#### Direction:
Repeat word for word the part of the forum thread on women in the kitchen starting at "# Women in the" and ending at "equally qualified female.".

# Women in the kitchen



## miss kim78 (Mar 17, 2013)

Are women less likely to get hired in the kitchen? How common is it? I have heard and read many stories about this topic. Some chef acquaintances I know have told me that they would never hire women because it can complicate the dynamics of things in the kitchen. Although it's not stated, some employers seem to favor the male applicant over the equally qualified female. 

Kitchen labor can be physically demanding, requiring great strength. When it comes to lifting heavy things, working the heavy wok that weighs a ton, men have the greater physical strength to do these things with less difficulty. Some (and there are others that have the strength to toss around a man like a ping pong ball) women will have a hard time carrying out some of these tasks without the assistance of her equally competent (in every other kitchen skill), but physically stronger male counterpart. If both applicants are equal on every skill level, is it fair to say that the male applicant will have an advantage?

And then there is the office politics (or in this case "kitchen politics") of it all. She is a woman, a "lady" that is being considered for being thrown in with a bunch of boys..where boys will be boys. Will she be able to fit in, join in on their dirty jokes, put them in their place when they are out of line? Or will she get offended when someone says "boobies", cry when the chef yells at her, worry about breaking a nail? A short moment spent getting to know the applicant is not long enough to always tell. Then do most employers make the decision to go with the male applicant? I mean, ideally, it does seem like the easier choice, less to worry about. 

Oh and I know from my own experience that women get sexually harassed in the kitchen (or is it just me?). Issues like this can become headaches that employers want to avoid.


----------



## rat (Mar 2, 2006)

Maybe years ago that was an issue, nowadays i think the playing field has been leveled. There are plenty of great women chefs out there. You have to know what you are getting yourself into working in a kitchen and regardless of your sex you need a tough skin. That being said if a woman or man goes into a chef job, if they have the skills and drive,  sex is not an issue IMO.


----------



## ed buchanan (May 29, 2006)

Most of the woman I have worked with were very good, proffwssinal,and worked much cleaner then men. Some of best pastry chefs I know are woman.  But to work in a pro kitchen they must develop a bit of hardness or tough exterior so nothing bothers them


----------



## laurenlulu (Sep 9, 2012)

Our kitchen is chock full o' women except for the Exec and a dishwasher. There is no whining, no drama, we do our jobs meticulously and cleanly though we do have the banter back and forth like normal kitchens have (Like 'Don't be a p**sy, just get some burn jel' kinda thing). We physically do everything a man can do, I even call myself a Clydesdale because I can lift or move anything.

I think that most women who get into this profession feel inside that they don't want to be viewed as inferior in any way so we go above and beyond. I even have a running joke with the dish, when I first started he called me Mami like everyone else and I said that in the kitchen I'm no Mami. Then he started calling me Lady and I said in the kitchen I am no lady, I am a woman. So now he calls me Woman!

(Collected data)
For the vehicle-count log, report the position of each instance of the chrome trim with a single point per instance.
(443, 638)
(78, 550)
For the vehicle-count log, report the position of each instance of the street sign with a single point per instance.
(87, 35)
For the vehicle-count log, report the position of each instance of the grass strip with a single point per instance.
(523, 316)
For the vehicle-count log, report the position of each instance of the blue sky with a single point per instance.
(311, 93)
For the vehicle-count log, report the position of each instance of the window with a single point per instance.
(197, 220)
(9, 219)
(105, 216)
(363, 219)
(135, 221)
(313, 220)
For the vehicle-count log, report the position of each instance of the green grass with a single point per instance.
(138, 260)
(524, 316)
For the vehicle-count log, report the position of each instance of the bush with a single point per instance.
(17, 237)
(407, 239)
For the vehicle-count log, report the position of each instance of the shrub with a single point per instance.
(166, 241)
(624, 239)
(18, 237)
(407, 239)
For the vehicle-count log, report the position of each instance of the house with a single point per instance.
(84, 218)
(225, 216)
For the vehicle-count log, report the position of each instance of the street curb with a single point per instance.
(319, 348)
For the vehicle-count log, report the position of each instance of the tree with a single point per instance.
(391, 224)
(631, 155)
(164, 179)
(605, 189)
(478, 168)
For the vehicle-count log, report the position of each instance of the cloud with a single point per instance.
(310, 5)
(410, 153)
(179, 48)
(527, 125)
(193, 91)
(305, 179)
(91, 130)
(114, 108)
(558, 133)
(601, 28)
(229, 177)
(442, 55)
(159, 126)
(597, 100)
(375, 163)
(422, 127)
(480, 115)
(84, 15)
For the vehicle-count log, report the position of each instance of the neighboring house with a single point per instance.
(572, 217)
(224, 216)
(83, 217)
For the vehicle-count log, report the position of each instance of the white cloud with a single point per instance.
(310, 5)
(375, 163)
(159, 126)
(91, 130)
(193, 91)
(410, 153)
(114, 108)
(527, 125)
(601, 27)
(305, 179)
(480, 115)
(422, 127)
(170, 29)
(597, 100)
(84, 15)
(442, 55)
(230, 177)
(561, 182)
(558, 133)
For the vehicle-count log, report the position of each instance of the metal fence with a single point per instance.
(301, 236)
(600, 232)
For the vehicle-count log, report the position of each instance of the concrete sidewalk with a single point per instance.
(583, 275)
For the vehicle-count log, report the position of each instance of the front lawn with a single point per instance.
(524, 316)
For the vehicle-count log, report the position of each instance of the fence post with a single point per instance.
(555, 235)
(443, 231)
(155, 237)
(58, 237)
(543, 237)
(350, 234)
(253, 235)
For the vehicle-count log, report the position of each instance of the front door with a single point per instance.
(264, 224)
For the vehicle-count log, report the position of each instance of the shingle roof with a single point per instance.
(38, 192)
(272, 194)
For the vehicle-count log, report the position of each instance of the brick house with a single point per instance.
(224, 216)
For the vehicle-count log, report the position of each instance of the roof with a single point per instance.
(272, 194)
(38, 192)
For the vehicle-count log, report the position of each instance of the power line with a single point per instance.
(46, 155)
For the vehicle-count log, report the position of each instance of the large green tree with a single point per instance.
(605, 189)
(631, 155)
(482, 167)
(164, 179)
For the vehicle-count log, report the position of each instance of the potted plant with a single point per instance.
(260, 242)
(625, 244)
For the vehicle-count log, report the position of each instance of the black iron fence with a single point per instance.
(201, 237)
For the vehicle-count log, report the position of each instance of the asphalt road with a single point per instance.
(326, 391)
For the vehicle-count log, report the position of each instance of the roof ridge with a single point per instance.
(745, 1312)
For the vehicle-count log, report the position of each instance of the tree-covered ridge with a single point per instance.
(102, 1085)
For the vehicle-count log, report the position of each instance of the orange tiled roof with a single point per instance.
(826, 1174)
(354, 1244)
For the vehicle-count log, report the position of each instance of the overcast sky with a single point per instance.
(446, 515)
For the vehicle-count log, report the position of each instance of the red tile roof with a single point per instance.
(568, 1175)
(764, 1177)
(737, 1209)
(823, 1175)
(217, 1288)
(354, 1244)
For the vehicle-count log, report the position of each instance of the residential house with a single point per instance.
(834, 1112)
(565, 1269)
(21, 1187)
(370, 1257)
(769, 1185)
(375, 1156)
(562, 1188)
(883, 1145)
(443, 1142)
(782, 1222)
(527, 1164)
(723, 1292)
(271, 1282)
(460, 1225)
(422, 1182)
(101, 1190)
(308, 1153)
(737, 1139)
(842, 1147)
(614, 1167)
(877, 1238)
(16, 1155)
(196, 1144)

#### Solution to this problem:
# Women in the kitchen



## miss kim78 (Mar 17, 2013)

Are women less likely to get hired in the kitchen? How common is it? I have heard and read many stories about this topic. Some chef acquaintances I know have told me that they would never hire women because it can complicate the dynamics of things in the kitchen. Although it's not stated, some employers seem to favor the male applicant over the equally qualified female.